**** Quoted passage

Tuesday, June 22, 2010

The Chatterley Affair

I've mentioned Desperate Romantics before.

But, what I didn't realise was that one of the main characters in a different BBC production, one I'd seen before, was one of the Desperate Romantics.

There was a recurring theme on BBC Four recently - Rude on Four. 

The BBC had a heyday of depravity in the 70s. Easily the best time to watch TV here. Sure, we get the sexy, violent US show now, but.. but, it's not the same. Forty, thirty years ago we had I, Claudius, The Borgias, The History Man... some of the best TV ever made. We had Play For Today, and Dennis Potter.

BBC drama has dried up, so to speak, recently. With a massive yank of the chain, it has been brought to heel by it's master, the government and select media opinion.

There have been co-productions, like Rome, which I've talked about.

However, obsessed with dreary costume drama, the BBC had abandoned cutting edge work.

In general.

Desperate Romantics was a great show. Really.

But that's not what I'm talking about.

The recent show I watched was "The Chatterley Affair".

Rafe Spall, then 23, plays a juror on the original court case, drawn into an affair with some upper class totty, played by then 36 year old Louise Delamere.

********

Copy out the whole blog post on "The Chatterley Affair" word for word, leaving nothing out.

**** Given data

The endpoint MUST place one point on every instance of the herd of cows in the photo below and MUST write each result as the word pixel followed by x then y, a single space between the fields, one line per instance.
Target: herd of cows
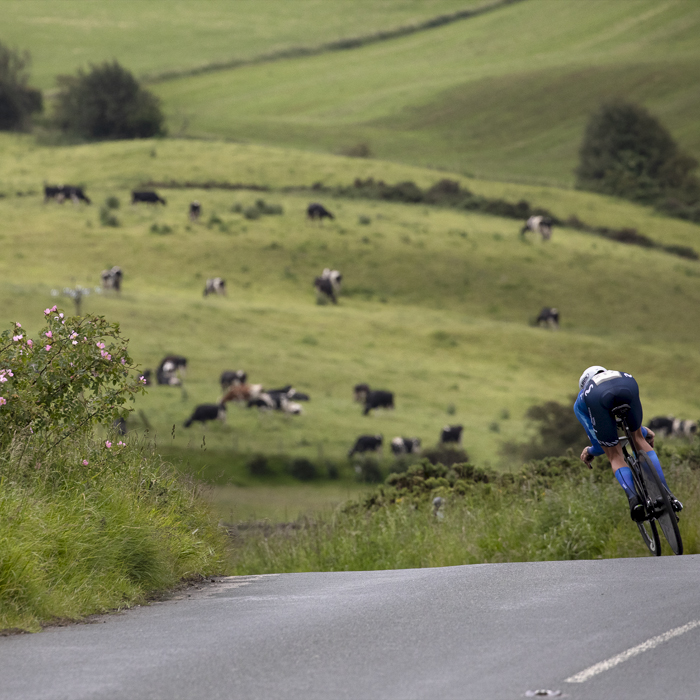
pixel 286 399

********

* **Worked solution**
Tuesday, June 22, 2010

The Chatterley Affair

I've mentioned Desperate Romantics before.

But, what I didn't realise was that one of the main characters in a different BBC production, one I'd seen before, was one of the Desperate Romantics.

There was a recurring theme on BBC Four recently - Rude on Four. 

The BBC had a heyday of depravity in the 70s. Easily the best time to watch TV here. Sure, we get the sexy, violent US show now, but.. but, it's not the same. Forty, thirty years ago we had I, Claudius, The Borgias, The History Man... some of the best TV ever made. We had Play For Today, and Dennis Potter.

BBC drama has dried up, so to speak, recently. With a massive yank of the chain, it has been brought to heel by it's master, the government and select media opinion.

There have been co-productions, like Rome, which I've talked about.

However, obsessed with dreary costume drama, the BBC had abandoned cutting edge work.

In general.

Desperate Romantics was a great show. Really.

But that's not what I'm talking about.

The recent show I watched was "The Chatterley Affair".

Rafe Spall, then 23, plays a juror on the original court case, drawn into an affair with some upper class totty, played by then 36 year old Louise Delamere.